PROMPT:
Each line of the data below that carries the word "query" needs to be copied.
*-*-*
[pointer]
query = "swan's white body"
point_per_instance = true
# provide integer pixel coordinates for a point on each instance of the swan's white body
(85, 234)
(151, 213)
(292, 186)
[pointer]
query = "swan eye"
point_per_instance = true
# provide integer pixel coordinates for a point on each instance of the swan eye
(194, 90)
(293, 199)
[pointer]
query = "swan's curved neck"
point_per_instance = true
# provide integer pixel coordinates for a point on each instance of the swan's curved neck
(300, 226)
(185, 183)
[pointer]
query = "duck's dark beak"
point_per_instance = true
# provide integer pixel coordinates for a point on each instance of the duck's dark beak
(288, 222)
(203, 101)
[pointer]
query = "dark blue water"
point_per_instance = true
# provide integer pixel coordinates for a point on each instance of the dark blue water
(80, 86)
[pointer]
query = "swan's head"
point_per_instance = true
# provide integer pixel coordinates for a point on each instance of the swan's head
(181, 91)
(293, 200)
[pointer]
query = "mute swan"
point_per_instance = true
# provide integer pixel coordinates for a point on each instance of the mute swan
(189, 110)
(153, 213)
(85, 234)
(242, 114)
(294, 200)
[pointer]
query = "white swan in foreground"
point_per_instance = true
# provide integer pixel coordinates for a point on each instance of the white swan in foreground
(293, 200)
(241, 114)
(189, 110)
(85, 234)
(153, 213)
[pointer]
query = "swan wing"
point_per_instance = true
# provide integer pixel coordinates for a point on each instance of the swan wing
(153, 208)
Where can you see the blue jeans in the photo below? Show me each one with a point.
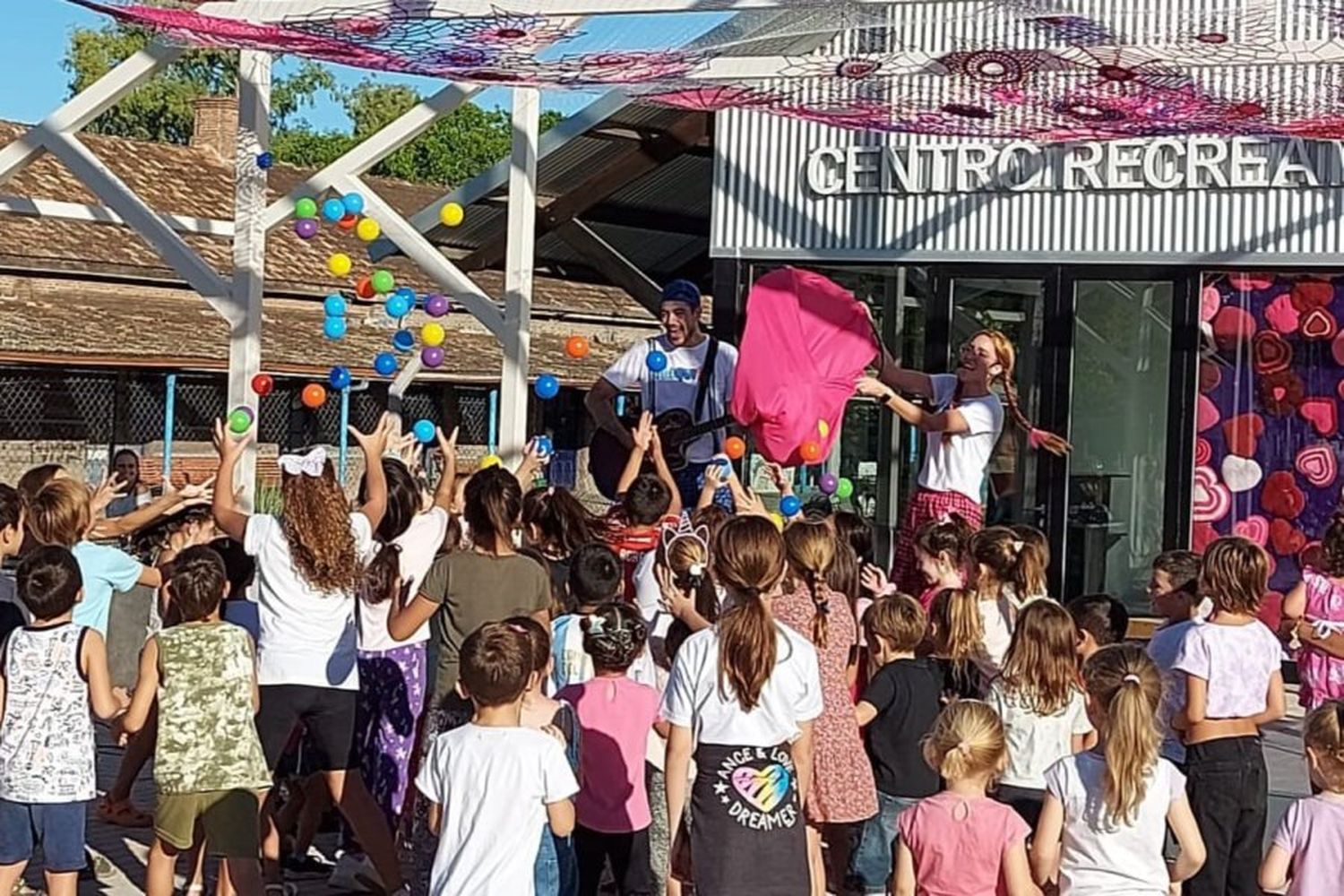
(870, 864)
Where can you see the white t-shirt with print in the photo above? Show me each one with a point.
(676, 384)
(492, 786)
(792, 694)
(1037, 742)
(419, 544)
(959, 462)
(306, 635)
(1099, 855)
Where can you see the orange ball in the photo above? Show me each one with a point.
(577, 347)
(314, 395)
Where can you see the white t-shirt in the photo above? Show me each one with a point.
(959, 462)
(1037, 742)
(676, 384)
(792, 694)
(419, 543)
(306, 635)
(492, 786)
(1099, 855)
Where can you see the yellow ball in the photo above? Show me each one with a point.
(339, 263)
(367, 230)
(433, 335)
(452, 214)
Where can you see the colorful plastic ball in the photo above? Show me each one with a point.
(433, 333)
(435, 306)
(452, 214)
(339, 263)
(367, 230)
(547, 387)
(314, 395)
(577, 347)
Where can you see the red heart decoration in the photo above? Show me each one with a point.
(1271, 352)
(1281, 497)
(1319, 325)
(1285, 538)
(1242, 433)
(1317, 463)
(1322, 414)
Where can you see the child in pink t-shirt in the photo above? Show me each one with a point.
(615, 715)
(961, 841)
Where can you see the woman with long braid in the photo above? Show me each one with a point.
(962, 424)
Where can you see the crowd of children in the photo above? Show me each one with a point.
(530, 697)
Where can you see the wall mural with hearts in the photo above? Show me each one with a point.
(1271, 384)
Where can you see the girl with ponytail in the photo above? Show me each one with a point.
(1107, 812)
(961, 841)
(742, 699)
(962, 425)
(843, 788)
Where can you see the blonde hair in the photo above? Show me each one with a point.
(967, 739)
(59, 513)
(1234, 575)
(1040, 667)
(1126, 688)
(1324, 737)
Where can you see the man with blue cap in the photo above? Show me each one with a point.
(694, 375)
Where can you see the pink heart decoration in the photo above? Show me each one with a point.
(1241, 473)
(1255, 528)
(1317, 463)
(1211, 498)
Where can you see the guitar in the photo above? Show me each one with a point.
(676, 429)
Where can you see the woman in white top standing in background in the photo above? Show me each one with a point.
(742, 697)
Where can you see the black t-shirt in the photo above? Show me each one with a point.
(906, 694)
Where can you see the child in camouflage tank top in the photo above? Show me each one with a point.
(209, 763)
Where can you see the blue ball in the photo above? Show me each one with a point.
(333, 210)
(547, 387)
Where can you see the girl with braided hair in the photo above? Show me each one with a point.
(961, 424)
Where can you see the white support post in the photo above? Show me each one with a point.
(518, 273)
(249, 252)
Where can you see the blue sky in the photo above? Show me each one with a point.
(37, 31)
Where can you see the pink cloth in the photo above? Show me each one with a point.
(615, 716)
(804, 347)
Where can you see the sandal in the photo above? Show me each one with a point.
(124, 814)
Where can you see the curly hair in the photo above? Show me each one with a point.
(316, 525)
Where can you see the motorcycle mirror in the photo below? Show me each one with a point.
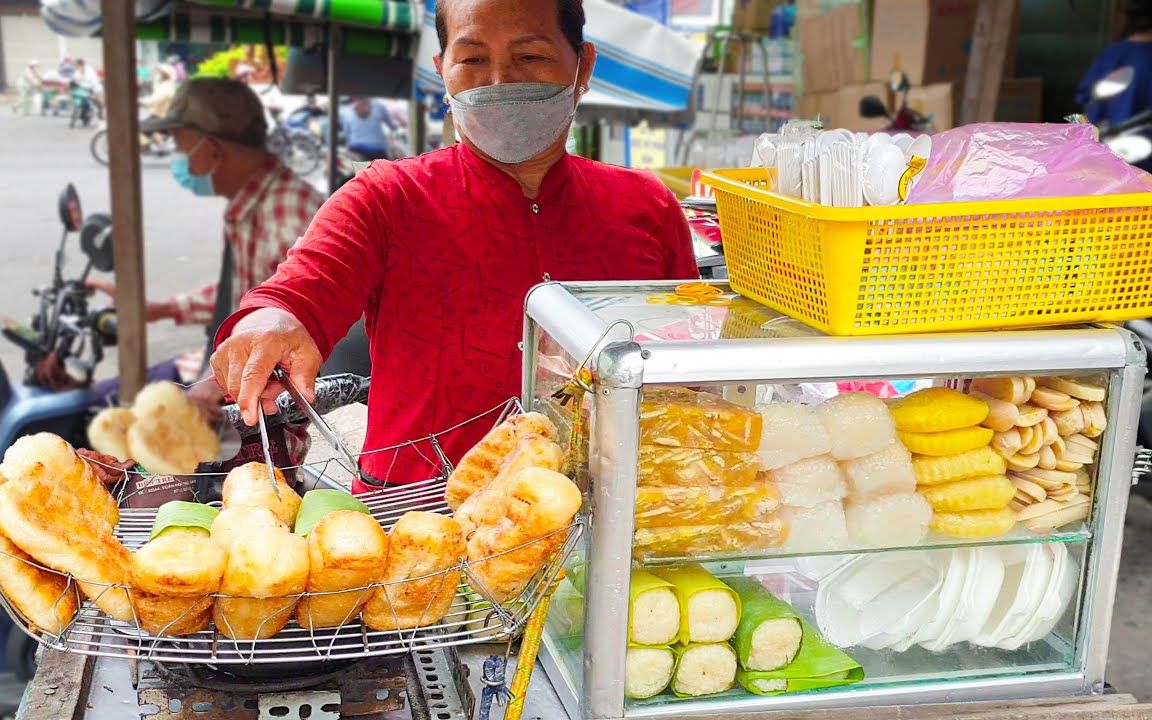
(68, 206)
(96, 242)
(871, 106)
(897, 82)
(1113, 83)
(1132, 149)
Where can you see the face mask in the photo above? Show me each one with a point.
(513, 122)
(199, 184)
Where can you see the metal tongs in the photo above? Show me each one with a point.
(321, 426)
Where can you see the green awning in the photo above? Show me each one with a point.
(211, 29)
(393, 15)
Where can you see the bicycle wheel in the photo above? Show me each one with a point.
(301, 154)
(99, 146)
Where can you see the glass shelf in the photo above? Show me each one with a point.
(1075, 532)
(887, 668)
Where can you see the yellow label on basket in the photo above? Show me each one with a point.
(916, 166)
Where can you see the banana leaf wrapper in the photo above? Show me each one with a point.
(819, 665)
(770, 634)
(653, 611)
(709, 609)
(703, 668)
(649, 671)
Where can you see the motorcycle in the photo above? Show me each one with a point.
(1129, 139)
(81, 105)
(904, 119)
(150, 148)
(62, 346)
(300, 150)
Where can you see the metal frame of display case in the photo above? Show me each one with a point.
(622, 368)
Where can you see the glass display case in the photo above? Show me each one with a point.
(782, 520)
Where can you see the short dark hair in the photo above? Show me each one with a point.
(1137, 16)
(569, 13)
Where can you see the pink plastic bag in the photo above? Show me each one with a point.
(1001, 160)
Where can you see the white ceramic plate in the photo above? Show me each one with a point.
(1032, 578)
(954, 569)
(1059, 598)
(894, 616)
(985, 577)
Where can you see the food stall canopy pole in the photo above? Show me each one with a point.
(124, 179)
(334, 38)
(986, 61)
(372, 13)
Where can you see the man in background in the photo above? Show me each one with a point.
(219, 130)
(363, 126)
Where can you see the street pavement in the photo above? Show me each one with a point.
(38, 156)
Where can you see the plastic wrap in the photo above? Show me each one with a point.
(662, 507)
(690, 540)
(680, 417)
(662, 467)
(1000, 161)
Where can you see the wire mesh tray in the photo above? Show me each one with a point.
(470, 620)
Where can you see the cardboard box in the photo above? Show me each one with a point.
(753, 15)
(1021, 100)
(823, 105)
(929, 39)
(934, 100)
(851, 47)
(834, 48)
(848, 107)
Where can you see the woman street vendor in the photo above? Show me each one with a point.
(439, 251)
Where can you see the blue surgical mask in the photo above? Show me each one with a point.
(199, 184)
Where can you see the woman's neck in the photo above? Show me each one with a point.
(530, 174)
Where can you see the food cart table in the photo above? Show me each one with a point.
(70, 687)
(65, 690)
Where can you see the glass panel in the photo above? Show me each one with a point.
(657, 321)
(744, 471)
(552, 395)
(878, 620)
(565, 626)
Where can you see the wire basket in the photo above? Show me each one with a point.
(470, 620)
(954, 266)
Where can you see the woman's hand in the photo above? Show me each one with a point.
(260, 342)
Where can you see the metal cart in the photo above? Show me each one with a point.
(741, 349)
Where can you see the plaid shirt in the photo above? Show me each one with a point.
(262, 222)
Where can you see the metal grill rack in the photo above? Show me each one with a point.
(470, 620)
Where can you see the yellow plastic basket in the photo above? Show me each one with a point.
(917, 268)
*-*-*
WRITTEN RESPONSE:
query = "swan's white body"
query = "swan eye"
query = "swan's curved neck"
query = "duck's dark beak"
query = "dark blue water"
query = "swan's head"
query = "mute swan"
query = "white swan in foreground"
query = "swan wing"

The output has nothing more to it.